Stated exercise:
Pictures do not belong in the copy. Return all of the entries exactly.
==*==
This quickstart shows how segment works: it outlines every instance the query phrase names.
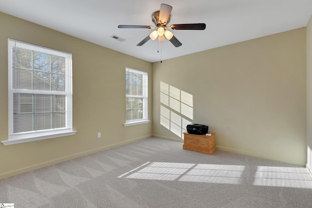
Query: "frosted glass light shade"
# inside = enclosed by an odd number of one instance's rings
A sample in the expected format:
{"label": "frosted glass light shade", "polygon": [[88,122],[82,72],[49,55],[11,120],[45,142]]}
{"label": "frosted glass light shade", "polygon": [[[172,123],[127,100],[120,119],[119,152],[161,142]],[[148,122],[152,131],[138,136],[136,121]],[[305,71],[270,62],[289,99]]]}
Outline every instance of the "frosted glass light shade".
{"label": "frosted glass light shade", "polygon": [[157,33],[157,30],[154,30],[150,34],[150,38],[153,40],[154,40],[155,39],[157,38],[158,36],[158,33]]}
{"label": "frosted glass light shade", "polygon": [[159,27],[157,30],[157,33],[158,34],[158,36],[163,36],[164,32],[165,29],[163,28],[163,27]]}
{"label": "frosted glass light shade", "polygon": [[169,30],[165,30],[164,34],[165,36],[166,36],[166,38],[167,38],[168,40],[171,39],[174,36],[174,34],[173,34]]}

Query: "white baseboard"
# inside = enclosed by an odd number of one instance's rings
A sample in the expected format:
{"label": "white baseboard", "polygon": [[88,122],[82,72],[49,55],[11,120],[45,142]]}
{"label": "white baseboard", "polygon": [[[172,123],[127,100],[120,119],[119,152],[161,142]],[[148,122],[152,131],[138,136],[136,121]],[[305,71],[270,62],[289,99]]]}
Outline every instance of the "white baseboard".
{"label": "white baseboard", "polygon": [[2,179],[5,178],[13,176],[15,175],[17,175],[23,172],[28,172],[30,170],[33,170],[36,169],[38,169],[44,167],[48,166],[50,165],[54,165],[57,163],[58,163],[61,162],[64,162],[66,160],[71,160],[72,159],[76,158],[77,157],[81,157],[81,156],[86,155],[87,154],[92,154],[98,151],[102,151],[103,150],[107,150],[110,148],[118,147],[121,145],[125,145],[128,143],[131,143],[137,141],[145,139],[148,138],[152,137],[152,134],[148,135],[141,137],[136,138],[135,139],[131,139],[130,140],[122,142],[119,142],[118,143],[114,144],[113,145],[108,145],[105,147],[102,147],[99,148],[97,148],[93,150],[91,150],[88,151],[83,151],[82,152],[78,153],[77,154],[72,154],[66,157],[61,157],[59,158],[56,159],[55,160],[49,160],[48,161],[44,162],[43,163],[38,163],[35,165],[33,165],[30,166],[25,167],[20,169],[15,170],[13,170],[7,171],[1,173],[0,174],[0,179]]}
{"label": "white baseboard", "polygon": [[277,160],[277,159],[272,159],[271,158],[269,158],[269,157],[267,157],[266,155],[264,155],[261,154],[257,154],[257,153],[254,153],[254,152],[252,152],[247,151],[242,151],[242,150],[236,150],[236,149],[232,149],[232,148],[228,148],[218,146],[216,146],[216,148],[218,150],[224,150],[225,151],[231,151],[232,152],[238,153],[239,154],[245,154],[245,155],[249,155],[249,156],[254,156],[254,157],[260,157],[260,158],[261,158],[267,159],[269,159],[269,160],[279,161],[280,162],[283,162],[283,163],[289,163],[289,164],[291,164],[297,165],[299,165],[299,166],[304,166],[304,167],[305,166],[305,163],[304,163],[304,162],[303,162],[302,161],[296,161],[296,160],[283,161],[282,160]]}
==*==
Result of this exercise:
This quickstart shows how segment works: it outlines every instance the query phrase names.
Query: "frosted glass light shade"
# inside = enclosed by an odd number of one instance's rings
A sample in the expected format:
{"label": "frosted glass light shade", "polygon": [[88,122],[82,72],[49,55],[11,120],[45,142]]}
{"label": "frosted glass light shade", "polygon": [[[172,123],[127,100],[120,119],[119,152],[161,142]],[[148,122],[152,131],[138,136],[136,121]],[[305,71],[270,62],[289,99]]]}
Outline every instance of the "frosted glass light shade".
{"label": "frosted glass light shade", "polygon": [[157,33],[157,30],[154,30],[150,34],[150,38],[153,40],[154,40],[155,39],[157,38],[158,36],[158,33]]}
{"label": "frosted glass light shade", "polygon": [[159,27],[157,30],[157,33],[158,34],[158,36],[163,36],[164,32],[165,29],[163,28],[163,27]]}
{"label": "frosted glass light shade", "polygon": [[169,30],[165,30],[164,34],[165,36],[166,36],[166,38],[167,38],[168,40],[171,39],[174,36],[174,34],[173,34]]}

Query: "white baseboard"
# inside = enclosed by an odd number of one instance's rings
A sample in the expected format:
{"label": "white baseboard", "polygon": [[88,122],[82,72],[49,55],[11,120],[45,142]]}
{"label": "white baseboard", "polygon": [[[172,123],[127,100],[120,119],[119,152],[161,142]],[[148,122],[152,131],[138,136],[136,121]],[[305,71],[270,62],[289,99]]]}
Outline every instance of the "white baseboard".
{"label": "white baseboard", "polygon": [[2,179],[5,178],[13,176],[15,175],[17,175],[23,172],[28,172],[30,170],[33,170],[36,169],[38,169],[44,167],[48,166],[50,165],[54,165],[57,163],[58,163],[61,162],[64,162],[66,160],[71,160],[72,159],[76,158],[77,157],[81,157],[81,156],[86,155],[87,154],[92,154],[98,151],[102,151],[103,150],[107,150],[110,148],[118,147],[121,145],[125,145],[128,143],[131,143],[137,141],[145,139],[148,138],[152,137],[152,134],[148,135],[141,137],[136,138],[135,139],[131,139],[130,140],[122,142],[119,142],[118,143],[114,144],[113,145],[108,145],[105,147],[102,147],[99,148],[97,148],[93,150],[91,150],[88,151],[83,151],[82,152],[78,153],[77,154],[72,154],[66,157],[61,157],[59,158],[56,159],[55,160],[49,160],[48,161],[44,162],[43,163],[38,163],[35,165],[33,165],[30,166],[25,167],[20,169],[15,170],[13,170],[7,171],[1,173],[0,174],[0,179]]}
{"label": "white baseboard", "polygon": [[277,160],[277,159],[272,159],[271,158],[269,158],[269,157],[267,157],[266,155],[264,155],[261,154],[257,154],[257,153],[254,153],[254,152],[252,152],[247,151],[242,151],[242,150],[236,150],[236,149],[232,149],[232,148],[228,148],[218,146],[216,146],[216,148],[218,150],[224,150],[225,151],[231,151],[232,152],[238,153],[239,154],[245,154],[245,155],[249,155],[249,156],[254,156],[254,157],[260,157],[260,158],[261,158],[267,159],[269,159],[269,160],[279,161],[280,162],[283,162],[283,163],[289,163],[289,164],[291,164],[297,165],[299,165],[299,166],[304,166],[304,167],[305,166],[305,163],[304,163],[304,162],[303,162],[302,161],[296,161],[296,160],[283,161],[282,160]]}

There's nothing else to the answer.